**DOCUMENT EXCERPT**.
------------------------------------------------------------

Certainly, public portions of a social networking site cannot be arbitrarily shielded by any expectation of privacy. For example, a defendant who claimed to be speeding only to avoid a reckless driver had her testimony contradicted by a very recent MySpace? entry, where she stated, "If you find me on the freeway and you can keep up I have a really bad habit of racing random people. People v. Franco, 2009 WL 3165840 (Cal. App. Ct. Oct. 5, 2009). See alsoRomano v. Steelcase Inc., 907 N.Y.S. 2d 650 (Sup Ct. Suffolk Cnty. 2010) (noting that social networking sites do not guarantee complete privacy, and that the nature of public posts is to make them available to anyone with a computer). But what about privacy settings, and posts or messages that are not viewable by the general public? Can there be a reasonable expectation of privacy - however minimal - there?
Accessing a client's network
Restricting a post to a certain network, such as to only the community that one is "friends" with on Facebook, does not necessarily or is even likely to confer the expectation of privacy. An attorney may access his or her client's social media account, provided the client is willing to part with username and password credentials, and perform research through this access; this behavior is ethical as long as the attorney is only "passively browsing" available information and not actively using the client's social media account to interact with others. 28 Santa Clara Computer & High Tech. L.J. 31, 64–65 (2011). Nor is an attorney limited to browsing only the client's information, through this access. According to the New York State Bar Ethics Committee, an attorney may also view the social networking pages of a third party, to aid discovery, as long as the lawyer does not "friend" that third party or direct a person to do so. NYSBA Ethics Opinion 843 (2010). Information available to the network as a whole is considered ethical to peruse, and therefore would appear to lack expectations of privacy - such information may be easily discovered and marched through a courtroom.

------------------------------------------------------------

**STATED GOAL 1**. Pick out every row that contains the string "black", and copy each such row in full.
The passage on social media privacy and the rows come from separate, unrelated sources.

Stored records
------------------------------------------------------------

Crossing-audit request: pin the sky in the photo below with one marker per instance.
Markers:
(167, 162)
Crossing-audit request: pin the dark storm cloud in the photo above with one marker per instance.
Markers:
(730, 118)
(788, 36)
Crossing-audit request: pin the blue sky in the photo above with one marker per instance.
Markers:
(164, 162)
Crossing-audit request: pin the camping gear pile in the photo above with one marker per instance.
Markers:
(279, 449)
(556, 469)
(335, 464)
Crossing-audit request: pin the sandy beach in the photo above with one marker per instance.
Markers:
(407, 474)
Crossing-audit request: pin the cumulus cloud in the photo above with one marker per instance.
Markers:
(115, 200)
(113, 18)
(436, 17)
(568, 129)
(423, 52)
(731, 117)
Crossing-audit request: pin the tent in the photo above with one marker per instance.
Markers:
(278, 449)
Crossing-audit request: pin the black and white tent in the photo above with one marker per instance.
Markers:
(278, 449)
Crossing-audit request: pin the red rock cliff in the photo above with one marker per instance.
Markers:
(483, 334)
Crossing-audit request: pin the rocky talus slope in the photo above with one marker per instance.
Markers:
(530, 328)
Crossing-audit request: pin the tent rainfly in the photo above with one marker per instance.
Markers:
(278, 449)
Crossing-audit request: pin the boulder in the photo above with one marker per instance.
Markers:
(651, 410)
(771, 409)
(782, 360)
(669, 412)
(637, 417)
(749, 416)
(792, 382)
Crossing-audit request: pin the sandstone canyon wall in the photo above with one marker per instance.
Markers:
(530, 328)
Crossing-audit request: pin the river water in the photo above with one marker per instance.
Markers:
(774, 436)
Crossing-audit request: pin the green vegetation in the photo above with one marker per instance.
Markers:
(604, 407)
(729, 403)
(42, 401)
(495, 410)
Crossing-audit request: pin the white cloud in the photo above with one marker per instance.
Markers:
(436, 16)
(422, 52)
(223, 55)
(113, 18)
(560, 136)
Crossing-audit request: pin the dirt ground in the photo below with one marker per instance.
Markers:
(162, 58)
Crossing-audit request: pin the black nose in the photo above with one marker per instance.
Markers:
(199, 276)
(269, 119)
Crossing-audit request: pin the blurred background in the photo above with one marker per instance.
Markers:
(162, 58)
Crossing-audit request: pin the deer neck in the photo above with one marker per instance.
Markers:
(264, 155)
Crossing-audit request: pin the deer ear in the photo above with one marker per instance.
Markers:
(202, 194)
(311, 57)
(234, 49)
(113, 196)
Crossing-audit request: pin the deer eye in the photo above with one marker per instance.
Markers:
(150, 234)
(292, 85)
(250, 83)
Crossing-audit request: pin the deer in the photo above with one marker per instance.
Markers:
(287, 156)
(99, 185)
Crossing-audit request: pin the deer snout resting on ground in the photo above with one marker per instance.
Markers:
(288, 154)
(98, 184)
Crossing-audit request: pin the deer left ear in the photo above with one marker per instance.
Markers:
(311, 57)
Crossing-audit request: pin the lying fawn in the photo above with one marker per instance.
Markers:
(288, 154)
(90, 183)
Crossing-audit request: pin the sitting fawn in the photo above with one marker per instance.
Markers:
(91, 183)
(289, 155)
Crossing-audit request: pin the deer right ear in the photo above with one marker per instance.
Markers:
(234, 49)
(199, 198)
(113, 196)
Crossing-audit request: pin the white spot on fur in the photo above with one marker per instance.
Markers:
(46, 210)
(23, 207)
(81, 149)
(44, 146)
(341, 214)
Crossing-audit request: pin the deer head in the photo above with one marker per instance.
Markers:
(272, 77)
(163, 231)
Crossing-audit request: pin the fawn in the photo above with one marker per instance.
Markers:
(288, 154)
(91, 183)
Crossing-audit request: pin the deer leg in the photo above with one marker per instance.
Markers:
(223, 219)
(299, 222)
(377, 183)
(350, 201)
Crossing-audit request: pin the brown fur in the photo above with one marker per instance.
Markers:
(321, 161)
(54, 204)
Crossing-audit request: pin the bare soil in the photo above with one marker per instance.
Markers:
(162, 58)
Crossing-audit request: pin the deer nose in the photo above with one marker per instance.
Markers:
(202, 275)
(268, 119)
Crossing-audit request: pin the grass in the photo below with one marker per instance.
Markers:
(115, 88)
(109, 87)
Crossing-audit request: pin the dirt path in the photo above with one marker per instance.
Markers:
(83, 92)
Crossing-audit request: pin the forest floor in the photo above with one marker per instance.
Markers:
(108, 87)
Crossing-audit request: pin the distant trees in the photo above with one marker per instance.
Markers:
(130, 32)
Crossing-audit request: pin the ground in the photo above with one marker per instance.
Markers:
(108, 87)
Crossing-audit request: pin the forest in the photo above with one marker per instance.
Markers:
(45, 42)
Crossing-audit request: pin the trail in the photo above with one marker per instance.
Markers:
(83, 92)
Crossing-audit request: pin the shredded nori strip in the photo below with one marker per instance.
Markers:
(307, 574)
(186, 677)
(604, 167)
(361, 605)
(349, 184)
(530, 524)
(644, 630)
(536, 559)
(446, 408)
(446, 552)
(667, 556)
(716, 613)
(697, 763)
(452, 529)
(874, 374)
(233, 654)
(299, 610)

------------------------------------------------------------

**STATED GOAL 2**. From the passage on social media privacy, transcribe the portion beginning at the words "Certainly, public portions" and stopping after the words "minimal - there?".

**CORRECT ANSWER 1**.
Crossing-audit request: pin the black and white tent in the photo above with one marker per instance.
Crossing-audit request: pin the black nose in the photo above with one marker per instance.

**CORRECT ANSWER 2**.
Certainly, public portions of a social networking site cannot be arbitrarily shielded by any expectation of privacy. For example, a defendant who claimed to be speeding only to avoid a reckless driver had her testimony contradicted by a very recent MySpace? entry, where she stated, "If you find me on the freeway and you can keep up I have a really bad habit of racing random people. People v. Franco, 2009 WL 3165840 (Cal. App. Ct. Oct. 5, 2009). See alsoRomano v. Steelcase Inc., 907 N.Y.S. 2d 650 (Sup Ct. Suffolk Cnty. 2010) (noting that social networking sites do not guarantee complete privacy, and that the nature of public posts is to make them available to anyone with a computer). But what about privacy settings, and posts or messages that are not viewable by the general public? Can there be a reasonable expectation of privacy - however minimal - there?